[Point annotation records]
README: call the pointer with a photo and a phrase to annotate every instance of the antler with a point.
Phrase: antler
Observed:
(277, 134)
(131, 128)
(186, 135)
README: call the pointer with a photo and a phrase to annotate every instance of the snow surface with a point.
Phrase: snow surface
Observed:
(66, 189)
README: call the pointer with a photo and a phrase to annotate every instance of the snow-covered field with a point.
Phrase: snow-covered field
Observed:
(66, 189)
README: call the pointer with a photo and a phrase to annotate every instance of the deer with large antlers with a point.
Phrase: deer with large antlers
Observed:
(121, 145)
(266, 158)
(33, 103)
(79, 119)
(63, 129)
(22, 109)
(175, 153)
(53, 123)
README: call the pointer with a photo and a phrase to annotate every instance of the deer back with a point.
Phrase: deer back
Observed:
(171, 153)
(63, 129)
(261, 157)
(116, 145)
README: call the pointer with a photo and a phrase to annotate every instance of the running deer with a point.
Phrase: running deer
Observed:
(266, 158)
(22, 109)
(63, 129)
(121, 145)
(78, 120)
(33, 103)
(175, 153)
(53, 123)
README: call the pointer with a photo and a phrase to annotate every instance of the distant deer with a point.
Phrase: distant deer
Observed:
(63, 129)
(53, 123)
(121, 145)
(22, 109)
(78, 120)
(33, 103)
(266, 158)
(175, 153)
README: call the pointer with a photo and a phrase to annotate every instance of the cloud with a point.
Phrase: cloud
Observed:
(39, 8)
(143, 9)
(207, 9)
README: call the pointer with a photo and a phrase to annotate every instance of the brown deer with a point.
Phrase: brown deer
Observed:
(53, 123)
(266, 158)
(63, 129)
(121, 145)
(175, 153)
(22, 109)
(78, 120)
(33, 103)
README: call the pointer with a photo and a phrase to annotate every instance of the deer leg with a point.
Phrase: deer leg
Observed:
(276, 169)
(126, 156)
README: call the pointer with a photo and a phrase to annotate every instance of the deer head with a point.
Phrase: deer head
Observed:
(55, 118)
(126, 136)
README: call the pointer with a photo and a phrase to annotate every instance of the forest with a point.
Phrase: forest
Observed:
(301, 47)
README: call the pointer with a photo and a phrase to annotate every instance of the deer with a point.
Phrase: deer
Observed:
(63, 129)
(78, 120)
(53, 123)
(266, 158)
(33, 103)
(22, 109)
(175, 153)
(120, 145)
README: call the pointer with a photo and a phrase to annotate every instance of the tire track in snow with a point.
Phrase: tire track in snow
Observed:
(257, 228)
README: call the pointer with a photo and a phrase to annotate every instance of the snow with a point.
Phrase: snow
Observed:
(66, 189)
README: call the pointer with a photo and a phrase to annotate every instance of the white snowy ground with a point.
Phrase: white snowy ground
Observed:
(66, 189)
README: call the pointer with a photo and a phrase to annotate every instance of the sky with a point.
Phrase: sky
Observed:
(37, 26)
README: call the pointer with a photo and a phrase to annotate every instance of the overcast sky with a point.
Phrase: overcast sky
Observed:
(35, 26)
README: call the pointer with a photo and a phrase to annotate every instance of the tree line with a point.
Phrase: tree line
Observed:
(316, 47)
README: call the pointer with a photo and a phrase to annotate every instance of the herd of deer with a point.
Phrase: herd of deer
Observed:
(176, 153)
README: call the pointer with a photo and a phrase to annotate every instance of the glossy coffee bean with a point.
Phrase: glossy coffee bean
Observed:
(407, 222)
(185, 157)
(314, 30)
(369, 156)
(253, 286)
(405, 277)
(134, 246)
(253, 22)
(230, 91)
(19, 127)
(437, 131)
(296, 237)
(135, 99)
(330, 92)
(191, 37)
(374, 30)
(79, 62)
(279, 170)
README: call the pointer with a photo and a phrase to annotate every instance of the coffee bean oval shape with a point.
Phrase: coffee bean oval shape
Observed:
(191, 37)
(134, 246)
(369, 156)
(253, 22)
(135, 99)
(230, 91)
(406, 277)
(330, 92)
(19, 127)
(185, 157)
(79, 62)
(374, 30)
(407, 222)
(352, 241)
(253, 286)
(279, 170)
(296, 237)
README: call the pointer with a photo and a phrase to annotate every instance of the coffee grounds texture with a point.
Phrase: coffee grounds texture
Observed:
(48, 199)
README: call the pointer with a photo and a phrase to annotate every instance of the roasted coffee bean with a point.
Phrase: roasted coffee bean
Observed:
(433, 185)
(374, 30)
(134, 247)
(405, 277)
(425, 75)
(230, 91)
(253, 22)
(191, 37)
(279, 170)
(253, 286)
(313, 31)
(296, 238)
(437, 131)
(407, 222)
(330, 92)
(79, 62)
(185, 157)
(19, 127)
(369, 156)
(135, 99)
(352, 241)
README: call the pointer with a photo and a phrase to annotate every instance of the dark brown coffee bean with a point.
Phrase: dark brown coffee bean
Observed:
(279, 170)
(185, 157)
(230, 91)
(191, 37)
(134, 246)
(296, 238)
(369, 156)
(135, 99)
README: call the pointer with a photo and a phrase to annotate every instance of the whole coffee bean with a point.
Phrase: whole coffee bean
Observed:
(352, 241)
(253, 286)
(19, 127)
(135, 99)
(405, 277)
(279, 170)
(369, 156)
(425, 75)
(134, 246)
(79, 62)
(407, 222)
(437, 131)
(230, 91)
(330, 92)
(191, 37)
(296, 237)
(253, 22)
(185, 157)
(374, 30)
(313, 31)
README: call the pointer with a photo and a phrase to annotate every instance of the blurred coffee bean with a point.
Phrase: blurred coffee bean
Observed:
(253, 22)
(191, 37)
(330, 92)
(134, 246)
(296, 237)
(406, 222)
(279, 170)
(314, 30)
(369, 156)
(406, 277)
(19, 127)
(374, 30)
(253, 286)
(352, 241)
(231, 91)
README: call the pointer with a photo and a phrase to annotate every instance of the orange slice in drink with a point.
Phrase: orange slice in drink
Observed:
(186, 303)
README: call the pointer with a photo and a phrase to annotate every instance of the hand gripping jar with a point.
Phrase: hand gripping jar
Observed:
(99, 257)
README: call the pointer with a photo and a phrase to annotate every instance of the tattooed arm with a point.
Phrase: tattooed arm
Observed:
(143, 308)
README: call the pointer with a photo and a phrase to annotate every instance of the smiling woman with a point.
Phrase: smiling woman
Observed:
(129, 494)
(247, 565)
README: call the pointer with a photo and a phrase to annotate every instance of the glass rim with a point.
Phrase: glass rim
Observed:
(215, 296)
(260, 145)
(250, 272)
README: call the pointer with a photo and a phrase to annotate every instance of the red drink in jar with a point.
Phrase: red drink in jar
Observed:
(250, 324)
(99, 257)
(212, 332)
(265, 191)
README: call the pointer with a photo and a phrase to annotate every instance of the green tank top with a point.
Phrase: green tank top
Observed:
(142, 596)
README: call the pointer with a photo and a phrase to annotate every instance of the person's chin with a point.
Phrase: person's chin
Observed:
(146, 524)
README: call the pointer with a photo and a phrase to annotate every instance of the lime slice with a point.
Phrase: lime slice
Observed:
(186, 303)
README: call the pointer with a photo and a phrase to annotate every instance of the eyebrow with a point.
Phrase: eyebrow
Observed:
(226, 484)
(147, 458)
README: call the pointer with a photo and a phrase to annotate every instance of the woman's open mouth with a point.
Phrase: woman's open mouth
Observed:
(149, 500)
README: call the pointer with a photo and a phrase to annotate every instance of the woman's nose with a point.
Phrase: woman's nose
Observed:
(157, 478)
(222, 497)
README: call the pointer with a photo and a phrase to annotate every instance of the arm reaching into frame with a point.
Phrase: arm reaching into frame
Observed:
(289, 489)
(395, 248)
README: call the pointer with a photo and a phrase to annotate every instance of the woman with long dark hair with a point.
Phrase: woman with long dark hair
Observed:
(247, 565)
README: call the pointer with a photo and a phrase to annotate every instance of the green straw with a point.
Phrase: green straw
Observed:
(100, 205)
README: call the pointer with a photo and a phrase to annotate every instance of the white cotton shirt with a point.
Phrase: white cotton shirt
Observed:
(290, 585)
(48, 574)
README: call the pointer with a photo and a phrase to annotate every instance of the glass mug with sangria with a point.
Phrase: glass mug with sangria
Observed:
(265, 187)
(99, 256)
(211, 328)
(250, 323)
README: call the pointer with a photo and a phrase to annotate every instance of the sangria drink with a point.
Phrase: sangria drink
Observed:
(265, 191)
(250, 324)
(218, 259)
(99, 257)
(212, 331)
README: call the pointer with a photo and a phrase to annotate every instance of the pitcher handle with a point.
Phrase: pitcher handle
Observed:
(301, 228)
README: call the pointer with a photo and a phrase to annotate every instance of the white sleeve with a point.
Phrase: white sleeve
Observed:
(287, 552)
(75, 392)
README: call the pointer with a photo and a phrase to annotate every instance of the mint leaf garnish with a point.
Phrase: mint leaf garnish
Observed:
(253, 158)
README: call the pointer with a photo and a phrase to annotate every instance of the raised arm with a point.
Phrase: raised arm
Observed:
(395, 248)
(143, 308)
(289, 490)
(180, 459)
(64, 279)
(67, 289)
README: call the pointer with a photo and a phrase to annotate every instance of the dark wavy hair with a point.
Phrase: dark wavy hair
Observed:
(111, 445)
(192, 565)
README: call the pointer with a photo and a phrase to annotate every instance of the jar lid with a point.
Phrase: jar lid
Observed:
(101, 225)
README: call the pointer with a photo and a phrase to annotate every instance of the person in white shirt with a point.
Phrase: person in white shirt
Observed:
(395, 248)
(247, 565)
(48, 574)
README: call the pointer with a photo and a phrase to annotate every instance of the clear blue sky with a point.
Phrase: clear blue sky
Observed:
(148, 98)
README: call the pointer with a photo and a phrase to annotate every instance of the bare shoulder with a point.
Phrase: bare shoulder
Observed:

Task objective: From the line containing "lid with a point." down to the last line, reproduce the records exactly. Include both ends.

Written answer:
README: call the pointer with a photo and a phrase to annotate every instance of the jar lid with a point.
Phrase: jar lid
Observed:
(101, 225)
README: call the pointer with a photo and a phrase to annotate every instance of the person in white shirt with a point.
Phrase: person in white shirt
Observed:
(395, 248)
(247, 565)
(48, 574)
README: call the pointer with a photo and a phrase to annotate every instance of the clear blue sky with a point.
Phrase: clear blue sky
Observed:
(148, 98)
README: call the pointer with a photo and a phrase to annotate every instance of the bare shoulder with a point.
Phrase: bare shoulder
Observed:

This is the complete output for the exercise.